Exercise task 1: Return every line of the rows below that contains the string "tower". Case counts.

Source document:
— Begin —
From a report: At the center of many of the semi-autonomous cars currently on the road is NVIDIA hardware. Once automakers realized that GPUs could power their latest features, the chipmaker, best known for the graphics cards that make your games look outstanding, became the darling of the car world. But while automakers are still dropping level 2 and sometimes level 3 vehicles into the market, NVIDIA's first AI computer, the NVIDIA Drive PX Pegasus, is apparently capable of level 5 autonomy. That means no pedals, no steering wheel, no need for anyone to ever take control. The new computer delivers 320 trillion operations per second, 10 times more than its predecessor. Before you start squirreling away cash for your own self-driving car, though, NVIDIA's senior director of automotive, Danny Shapiro, notes that it's likely going to be robotaxis that drive us around. In fact, the company said that over 25 of its partners are already working on fully autonomous taxis. The goal with this smaller, more powerful computer is to remove the huge computer arrays that sit in the prototype vehicles of OEMs, startups and any other company that's trying to crack the autonomous car nut.

21 of 175 comments (clear)

  1. Renter's Economy by CanHasDIY · · Score: 2

    Why own a thing, when you can pay someone else an exorbitant fee to use theirs temporarily?

    This will work out brilliantly for the 0.004% who currently own 80% of the wealth.

    --
    An enigma, wrapped in a riddle, shrouded in bacon and cheese
    1. Re:Renter's Economy by fluffernutter · · Score: 2

      Autonomous cars on a course to put taxi's and real drivers out of business, then charge everyone taxi prices to go anywhere. Maybe more, depending whether you are going to an affluent area. The future seems to suck.

      --
      Laws are rules for the court, but merely a bottom bar to hit for life. Think beyond laws in your actions always.
    2. Re:Renter's Economy by Jeremi · · Score: 2

      Autonomous cars on a course to put taxi's and real drivers out of business, then charge everyone taxi prices to go anywhere. Maybe more, depending whether you are going to an affluent area. The future seems to suck.

      What's going to stop Autonomous Car Owner A from charging a bit less than Autonomous Car Owner B, in order to get more customers? And what's then going to stop A from reducing his prices a bit below B again, in order to get customers back? And why won't this cycle continue until the prices paid by customers are only slightly higher than the costs incurred by the car owners?

      In other words, why do you think there will be no price-competition in The Sucky Future?

      --


      I don't care if it's 90,000 hectares. That lake was not my doing.
    3. Re:Renter's Economy by thecatt · · Score: 2

      Marketplace collusion/monopoly, likely enforced with legislation. The same forces that prevent price-competition in today's markets.
— End —
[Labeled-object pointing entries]
— Begin —
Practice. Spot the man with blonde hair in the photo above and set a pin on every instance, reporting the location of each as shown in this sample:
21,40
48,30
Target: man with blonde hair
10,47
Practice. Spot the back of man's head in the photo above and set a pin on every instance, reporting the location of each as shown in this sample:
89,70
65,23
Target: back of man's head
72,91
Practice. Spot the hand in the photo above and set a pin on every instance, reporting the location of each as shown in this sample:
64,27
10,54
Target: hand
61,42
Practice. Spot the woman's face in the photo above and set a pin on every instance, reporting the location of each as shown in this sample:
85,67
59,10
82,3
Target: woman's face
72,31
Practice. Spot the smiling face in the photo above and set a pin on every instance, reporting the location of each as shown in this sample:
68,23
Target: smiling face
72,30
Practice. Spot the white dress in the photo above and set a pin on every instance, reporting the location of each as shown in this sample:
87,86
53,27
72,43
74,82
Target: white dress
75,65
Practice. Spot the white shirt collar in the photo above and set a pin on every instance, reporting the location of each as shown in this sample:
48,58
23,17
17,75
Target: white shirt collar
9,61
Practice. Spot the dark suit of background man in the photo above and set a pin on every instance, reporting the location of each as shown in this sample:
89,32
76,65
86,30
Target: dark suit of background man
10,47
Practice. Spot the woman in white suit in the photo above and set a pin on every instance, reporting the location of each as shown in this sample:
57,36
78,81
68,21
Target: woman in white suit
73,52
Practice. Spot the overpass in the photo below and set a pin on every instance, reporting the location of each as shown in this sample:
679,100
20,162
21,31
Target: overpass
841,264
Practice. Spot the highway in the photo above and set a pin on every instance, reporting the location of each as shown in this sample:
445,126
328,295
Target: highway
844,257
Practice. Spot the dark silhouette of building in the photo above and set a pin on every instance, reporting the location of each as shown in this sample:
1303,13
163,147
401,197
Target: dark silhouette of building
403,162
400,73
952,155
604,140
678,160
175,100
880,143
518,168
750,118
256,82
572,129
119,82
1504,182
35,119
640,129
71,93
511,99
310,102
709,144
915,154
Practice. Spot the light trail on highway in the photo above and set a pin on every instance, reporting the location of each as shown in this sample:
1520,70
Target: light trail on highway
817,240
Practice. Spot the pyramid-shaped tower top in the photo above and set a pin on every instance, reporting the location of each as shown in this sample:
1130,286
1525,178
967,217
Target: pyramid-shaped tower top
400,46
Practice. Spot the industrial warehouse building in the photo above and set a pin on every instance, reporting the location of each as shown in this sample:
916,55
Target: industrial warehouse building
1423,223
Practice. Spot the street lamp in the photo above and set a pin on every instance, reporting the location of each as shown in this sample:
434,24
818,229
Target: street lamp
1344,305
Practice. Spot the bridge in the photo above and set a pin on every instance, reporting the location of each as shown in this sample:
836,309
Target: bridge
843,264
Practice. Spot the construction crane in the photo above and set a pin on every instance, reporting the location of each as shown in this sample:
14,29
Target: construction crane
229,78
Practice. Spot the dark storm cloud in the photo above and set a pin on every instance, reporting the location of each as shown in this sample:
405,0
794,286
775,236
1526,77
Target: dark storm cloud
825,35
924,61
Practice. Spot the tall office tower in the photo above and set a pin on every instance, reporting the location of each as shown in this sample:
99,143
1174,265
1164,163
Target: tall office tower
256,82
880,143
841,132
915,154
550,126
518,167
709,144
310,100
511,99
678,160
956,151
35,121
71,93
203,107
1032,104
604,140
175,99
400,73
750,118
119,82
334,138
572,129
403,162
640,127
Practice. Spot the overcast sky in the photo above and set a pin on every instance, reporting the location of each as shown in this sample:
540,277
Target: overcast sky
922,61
— End —
Exercise task 2: According to the NVIDIA text above, how many operations per second does the new computer deliver?

Answer 1:
Practice. Spot the pyramid-shaped tower top in the photo above and set a pin on every instance, reporting the location of each as shown in this sample:
Target: pyramid-shaped tower top
Practice. Spot the tall office tower in the photo above and set a pin on every instance, reporting the location of each as shown in this sample:
Target: tall office tower

Answer 2: 320 trillion operations per second.